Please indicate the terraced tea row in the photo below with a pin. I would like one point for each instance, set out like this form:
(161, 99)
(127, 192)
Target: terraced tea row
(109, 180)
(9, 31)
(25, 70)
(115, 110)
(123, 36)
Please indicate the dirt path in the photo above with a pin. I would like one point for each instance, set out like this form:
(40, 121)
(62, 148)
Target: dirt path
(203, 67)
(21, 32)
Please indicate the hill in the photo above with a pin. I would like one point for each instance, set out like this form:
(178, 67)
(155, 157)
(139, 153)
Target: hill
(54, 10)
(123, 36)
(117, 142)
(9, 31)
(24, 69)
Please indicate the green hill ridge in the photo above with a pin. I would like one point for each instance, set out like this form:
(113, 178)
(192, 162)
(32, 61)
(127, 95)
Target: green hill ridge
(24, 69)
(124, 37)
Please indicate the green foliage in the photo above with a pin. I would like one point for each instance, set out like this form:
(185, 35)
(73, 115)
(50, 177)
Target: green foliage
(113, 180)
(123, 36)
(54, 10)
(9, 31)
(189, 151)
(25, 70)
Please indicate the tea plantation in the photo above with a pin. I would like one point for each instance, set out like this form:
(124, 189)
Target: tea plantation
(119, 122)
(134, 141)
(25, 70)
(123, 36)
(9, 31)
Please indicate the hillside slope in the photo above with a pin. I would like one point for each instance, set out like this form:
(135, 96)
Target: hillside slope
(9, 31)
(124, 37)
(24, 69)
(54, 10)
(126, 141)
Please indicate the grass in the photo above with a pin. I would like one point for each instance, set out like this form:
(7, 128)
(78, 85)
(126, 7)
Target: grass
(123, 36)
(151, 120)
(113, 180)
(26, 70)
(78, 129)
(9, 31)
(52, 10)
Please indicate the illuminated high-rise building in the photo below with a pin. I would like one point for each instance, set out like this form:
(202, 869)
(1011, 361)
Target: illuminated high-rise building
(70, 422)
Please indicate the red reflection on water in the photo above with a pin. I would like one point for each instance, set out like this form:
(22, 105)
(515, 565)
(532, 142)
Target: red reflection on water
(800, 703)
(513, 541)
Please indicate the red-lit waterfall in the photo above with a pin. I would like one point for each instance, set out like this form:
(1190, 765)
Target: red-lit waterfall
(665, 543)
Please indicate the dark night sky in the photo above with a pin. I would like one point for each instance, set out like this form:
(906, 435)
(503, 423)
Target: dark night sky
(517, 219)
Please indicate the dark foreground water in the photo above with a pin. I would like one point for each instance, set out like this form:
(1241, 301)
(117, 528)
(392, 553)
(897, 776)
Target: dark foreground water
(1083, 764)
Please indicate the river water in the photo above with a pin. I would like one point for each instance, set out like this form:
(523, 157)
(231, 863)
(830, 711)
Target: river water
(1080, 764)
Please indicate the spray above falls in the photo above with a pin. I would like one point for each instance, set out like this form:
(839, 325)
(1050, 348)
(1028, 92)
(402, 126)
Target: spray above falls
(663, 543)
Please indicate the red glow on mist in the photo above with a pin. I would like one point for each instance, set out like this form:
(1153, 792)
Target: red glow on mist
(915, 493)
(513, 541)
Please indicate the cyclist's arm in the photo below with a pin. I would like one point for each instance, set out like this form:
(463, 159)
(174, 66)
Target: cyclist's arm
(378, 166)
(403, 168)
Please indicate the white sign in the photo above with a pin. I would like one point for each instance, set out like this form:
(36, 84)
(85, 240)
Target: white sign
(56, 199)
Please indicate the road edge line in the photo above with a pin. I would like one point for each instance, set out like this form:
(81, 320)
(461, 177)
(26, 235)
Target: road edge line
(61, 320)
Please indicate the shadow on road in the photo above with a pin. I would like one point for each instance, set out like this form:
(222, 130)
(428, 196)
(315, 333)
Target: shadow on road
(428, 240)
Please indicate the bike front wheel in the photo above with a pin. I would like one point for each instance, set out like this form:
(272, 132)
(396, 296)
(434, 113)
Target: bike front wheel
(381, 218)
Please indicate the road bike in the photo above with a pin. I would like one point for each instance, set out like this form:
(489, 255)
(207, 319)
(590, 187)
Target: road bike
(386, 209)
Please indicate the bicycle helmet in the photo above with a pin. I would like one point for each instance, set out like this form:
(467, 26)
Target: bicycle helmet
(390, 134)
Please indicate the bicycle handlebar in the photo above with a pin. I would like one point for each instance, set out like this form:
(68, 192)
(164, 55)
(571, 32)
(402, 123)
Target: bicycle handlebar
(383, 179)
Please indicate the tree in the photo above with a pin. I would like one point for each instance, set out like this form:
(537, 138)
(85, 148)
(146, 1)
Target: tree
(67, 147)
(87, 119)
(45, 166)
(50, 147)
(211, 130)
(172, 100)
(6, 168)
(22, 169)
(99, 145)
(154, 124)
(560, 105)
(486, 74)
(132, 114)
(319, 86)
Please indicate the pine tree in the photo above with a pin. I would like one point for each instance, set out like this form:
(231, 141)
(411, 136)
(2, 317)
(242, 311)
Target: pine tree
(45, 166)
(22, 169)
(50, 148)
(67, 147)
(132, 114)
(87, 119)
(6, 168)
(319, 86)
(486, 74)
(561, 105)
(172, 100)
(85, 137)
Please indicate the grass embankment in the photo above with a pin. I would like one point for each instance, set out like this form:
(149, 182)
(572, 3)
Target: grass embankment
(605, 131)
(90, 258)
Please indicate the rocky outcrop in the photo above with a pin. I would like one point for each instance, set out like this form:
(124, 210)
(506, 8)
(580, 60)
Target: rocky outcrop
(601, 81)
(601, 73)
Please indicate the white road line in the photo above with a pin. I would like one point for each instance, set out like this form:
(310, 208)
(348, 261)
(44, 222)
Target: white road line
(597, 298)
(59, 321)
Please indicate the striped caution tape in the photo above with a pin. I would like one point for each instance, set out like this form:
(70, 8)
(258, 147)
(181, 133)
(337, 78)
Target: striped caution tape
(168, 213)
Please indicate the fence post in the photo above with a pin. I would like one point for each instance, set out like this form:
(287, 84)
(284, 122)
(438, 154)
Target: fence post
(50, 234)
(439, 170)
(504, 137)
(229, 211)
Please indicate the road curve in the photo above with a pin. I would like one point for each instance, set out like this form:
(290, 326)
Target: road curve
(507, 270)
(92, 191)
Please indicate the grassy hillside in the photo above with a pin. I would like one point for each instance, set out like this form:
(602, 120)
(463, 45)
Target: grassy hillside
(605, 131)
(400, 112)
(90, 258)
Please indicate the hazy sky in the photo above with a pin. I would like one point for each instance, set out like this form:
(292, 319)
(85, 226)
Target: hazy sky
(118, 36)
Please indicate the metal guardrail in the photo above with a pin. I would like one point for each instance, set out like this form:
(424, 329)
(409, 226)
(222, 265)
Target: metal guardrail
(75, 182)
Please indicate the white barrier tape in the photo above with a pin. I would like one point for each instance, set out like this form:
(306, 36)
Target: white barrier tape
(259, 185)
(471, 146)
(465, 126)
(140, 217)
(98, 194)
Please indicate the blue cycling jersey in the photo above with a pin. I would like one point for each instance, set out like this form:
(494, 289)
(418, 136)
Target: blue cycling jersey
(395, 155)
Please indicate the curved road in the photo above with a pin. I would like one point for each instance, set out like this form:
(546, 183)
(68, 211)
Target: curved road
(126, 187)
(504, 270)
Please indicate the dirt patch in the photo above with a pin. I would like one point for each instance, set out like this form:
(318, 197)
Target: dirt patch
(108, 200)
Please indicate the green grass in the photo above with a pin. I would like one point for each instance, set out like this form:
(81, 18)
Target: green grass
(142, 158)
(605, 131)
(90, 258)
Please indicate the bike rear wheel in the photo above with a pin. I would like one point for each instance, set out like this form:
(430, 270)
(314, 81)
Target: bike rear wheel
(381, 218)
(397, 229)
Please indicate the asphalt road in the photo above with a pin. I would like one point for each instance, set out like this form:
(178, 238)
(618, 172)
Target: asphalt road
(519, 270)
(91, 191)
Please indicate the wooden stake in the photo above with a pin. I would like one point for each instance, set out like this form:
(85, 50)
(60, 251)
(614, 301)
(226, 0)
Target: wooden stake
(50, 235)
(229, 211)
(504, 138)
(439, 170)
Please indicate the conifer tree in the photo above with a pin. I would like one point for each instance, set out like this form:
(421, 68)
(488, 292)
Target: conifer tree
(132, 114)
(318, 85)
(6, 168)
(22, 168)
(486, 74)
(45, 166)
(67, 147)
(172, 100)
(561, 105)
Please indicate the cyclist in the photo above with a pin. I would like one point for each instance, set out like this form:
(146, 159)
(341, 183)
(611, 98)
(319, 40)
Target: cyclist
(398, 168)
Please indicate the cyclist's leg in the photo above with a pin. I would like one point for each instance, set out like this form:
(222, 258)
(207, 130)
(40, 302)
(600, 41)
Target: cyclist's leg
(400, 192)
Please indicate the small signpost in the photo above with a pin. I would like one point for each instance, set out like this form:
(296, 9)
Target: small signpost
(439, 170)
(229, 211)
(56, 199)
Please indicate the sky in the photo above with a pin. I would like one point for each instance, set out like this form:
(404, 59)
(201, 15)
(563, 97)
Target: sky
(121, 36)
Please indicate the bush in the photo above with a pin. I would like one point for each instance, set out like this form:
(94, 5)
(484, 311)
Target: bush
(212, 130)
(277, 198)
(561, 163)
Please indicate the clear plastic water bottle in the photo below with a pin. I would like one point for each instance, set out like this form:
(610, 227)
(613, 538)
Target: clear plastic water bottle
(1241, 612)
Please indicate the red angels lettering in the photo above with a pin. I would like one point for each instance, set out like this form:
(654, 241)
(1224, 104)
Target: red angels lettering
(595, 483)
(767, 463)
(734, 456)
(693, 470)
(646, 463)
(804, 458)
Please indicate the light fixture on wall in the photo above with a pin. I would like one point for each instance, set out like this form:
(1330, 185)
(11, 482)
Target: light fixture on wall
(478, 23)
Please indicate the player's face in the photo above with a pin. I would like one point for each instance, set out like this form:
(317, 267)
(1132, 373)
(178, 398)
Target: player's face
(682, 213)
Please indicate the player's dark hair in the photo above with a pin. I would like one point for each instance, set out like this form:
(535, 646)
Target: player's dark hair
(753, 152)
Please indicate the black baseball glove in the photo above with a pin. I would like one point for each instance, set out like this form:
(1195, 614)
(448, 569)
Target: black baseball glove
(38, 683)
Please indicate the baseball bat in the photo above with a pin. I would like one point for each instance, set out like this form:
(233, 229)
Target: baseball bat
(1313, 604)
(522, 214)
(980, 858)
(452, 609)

WHAT THE TASK ASKS: Each line in the data that holds the string "below" must be returned.

ANSWER TO THIS PROBLEM:
Please indicate the terraced tea row in the photo below with a pin. I would like one point for each instance, set out like this form:
Please indicate the illuminated high-rise building in the photo below with a pin. I would like one point for each instance, set out like this form:
Please indicate the cyclist's arm in the photo below with a pin. I would like one point for each instance, set out like this form:
Please indicate the clear plastic water bottle in the photo below with a pin. I would like one point for each instance, set out like this form:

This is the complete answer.